:: ОТРЫВОК ИЗ ТЕКСТА

Очень возможно, что уже не дожидаясь отъезда, она тайно пристроила сына в семью, связанную с Романовыми, взращивая чужого ребёнка, которым ей не жалко было пожертвовать. И так же возможно, что человек, которому приписывают роль «Самозванца» – Григорий Отрепьев, был на самом деле незаконным сыном самого Ивана Грозного. Никто не знает ведь, в каких любовных шашнях участвовал неутомимый в любовных утехах царь и сколько бастардов тянулось за ним следом. Шансы незаконного сына или дочери воспользоваться своим происхождением были равны нулю, но сам факт такого родства мог пробудить в неудачливом, но умном и амбициозном «наследнике» известные тщеславие и амбиции, а сама близость к эпицентру дворцовых интриг и знание о происходящем могло подсказать извилистые пути дальнейшей интриги.

Интересно что год рождения Юрия Отрепьева почти полностью совпадает с годом рождения Димитрия. Имение Отрепьевых было под Галичем, в непосредственной близости от дворца Марии и учитывая малочисленность уезда – 2—3 тысячи человек, ясно, что Нагая знала их и общалась с ними.

Перемещение Нагой с сыном в Углич было запланировано уже давно. Через несколько лет к семье Нагой и Димитрию, «для наблюдения» за царевичем и его матерью были официально приставлены: дьяк Михаил Битяговский, его сын, его племянник Никита Качалов, в официальную обязанность которых было вменено постоянно и подробно докладывать Годунову о жизни царевича и его матери. Каким образом осуществлялась связь с Годуновым, была ли особая почта, нам не известно. Этакая семья сыщиков и соглядатаев, приставленная якобы с благой целью к претенденту на престол огромного государства, естесственно, не могла не пугать вдову.

Из довольно многих источников мы кое-что узнаём об удивительной личности царевича Димитрия.


Димитрий, сын Нагой.


Личность это была преоригинальнейшая.

Все свидетельства наперебой гласят, что он был мальчик, психически ненормальный, и с рождения страдал «падучей болезнью». Так издавна называлась эпилепсия, болезнь королей и гениев. Такая болезнь возникает по наследственным признакам, естественно, но и отчасти от невыносимых переживаний, страшного удара, как правило – тяжёлых впечатлений раннего детства. Уже Иван Грозный в детстве проявлял невиданную жестокость, и сам был жертвой внутриродственных браков. Своей крайней жестокостью и Димитрий, он явно пошёл в отца. С раннего детства, как и самого маленького Ивана Грозного, Димитрия волновали муки казнимых. Когда ему было восемь лет, он любил во дворе гоняться за курами и, загнав в угол, забивал их палкой обязательно до смерти. А когда резали скот, он был тут как тут, как завороженный, с открытым от любопытства ртом, со счастливой улыбкой, с выпученными глазёнками, с первого мгновения до последнего наблюдал всю процедуру убиения животных, и было видно, какое любопытство терзало его, какое трепетное наслаждение досталяло ему страдание этих невинных и беззащитных тварей. Чуть позднее, в раннем отрочестве с приходом жестоких припадков, он кусался и начинал глодать руки тех, кто его пытался успокоить.

Что это, как не инфернальный эстетизм?

Мальчик был неотёсан, груб не только по отношению к животным, но и людям.

Интересны свидетельства иностранцев о детстве Димитрия. Пребывавший в то время в России ландскнехт Конрад Буссов рассказывал в своей «Московской Хронике», как на его глазах Димитрий зимой вылепил из снега несколько снежных баб, потом представил их присутствовавшим, обозвав именами самых знатных бояр, а потом с яростью стал рубить им снежные головы, рубить их руки и ноги, тыкать в них с великой злобой пикой, и пришёптывал при этом: «Вот стану царём, этого так, того так! Получай! Буде вам!» Снежная баба Бориса Годунова в этом ряду стояла первой.

::::
:: ПРИВЕДЁННЫЕ СТРОКИ

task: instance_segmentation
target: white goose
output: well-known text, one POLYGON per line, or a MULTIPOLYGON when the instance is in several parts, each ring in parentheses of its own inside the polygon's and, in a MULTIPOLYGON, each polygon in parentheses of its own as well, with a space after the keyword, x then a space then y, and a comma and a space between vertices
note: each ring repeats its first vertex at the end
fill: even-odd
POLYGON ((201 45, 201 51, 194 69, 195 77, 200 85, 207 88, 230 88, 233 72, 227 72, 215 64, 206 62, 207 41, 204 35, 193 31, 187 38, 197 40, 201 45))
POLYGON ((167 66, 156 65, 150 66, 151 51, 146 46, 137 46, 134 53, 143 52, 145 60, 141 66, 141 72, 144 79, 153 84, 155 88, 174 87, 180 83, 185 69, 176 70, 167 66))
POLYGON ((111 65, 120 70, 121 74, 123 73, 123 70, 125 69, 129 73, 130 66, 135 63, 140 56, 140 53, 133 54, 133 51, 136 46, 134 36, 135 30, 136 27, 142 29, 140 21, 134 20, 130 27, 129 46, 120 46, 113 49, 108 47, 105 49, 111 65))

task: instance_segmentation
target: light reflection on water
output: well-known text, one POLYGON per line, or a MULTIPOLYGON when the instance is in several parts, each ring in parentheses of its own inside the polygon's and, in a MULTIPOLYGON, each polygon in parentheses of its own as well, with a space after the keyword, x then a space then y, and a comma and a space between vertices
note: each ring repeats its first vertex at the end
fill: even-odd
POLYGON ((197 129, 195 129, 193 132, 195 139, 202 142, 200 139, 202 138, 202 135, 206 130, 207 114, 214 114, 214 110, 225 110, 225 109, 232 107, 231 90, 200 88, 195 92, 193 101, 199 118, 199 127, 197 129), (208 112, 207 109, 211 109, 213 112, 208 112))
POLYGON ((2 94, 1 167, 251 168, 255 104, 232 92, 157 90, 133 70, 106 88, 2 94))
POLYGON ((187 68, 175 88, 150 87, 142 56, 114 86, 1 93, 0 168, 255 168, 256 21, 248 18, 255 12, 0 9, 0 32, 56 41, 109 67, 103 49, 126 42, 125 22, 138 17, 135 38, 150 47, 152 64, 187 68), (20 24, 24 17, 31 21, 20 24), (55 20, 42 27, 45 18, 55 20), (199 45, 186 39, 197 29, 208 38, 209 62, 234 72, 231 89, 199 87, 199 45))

::::

**ОБ УПРАЖНЕНИИ**
Объясните в одном–трех предложениях, почему в отрывке о царевиче Димитрии считается ясным, что Нагая знала Отрепьевых и общалась с ними. Строки взяты из другого источника.

**ПИСЬМЕННЫЙ ОТВЕТ**
Имение Отрепьевых находилось под Галичем, в непосредственной близости от дворца Марии. К тому же уезд был малочисленным: в нем жило 2—3 тысячи человек.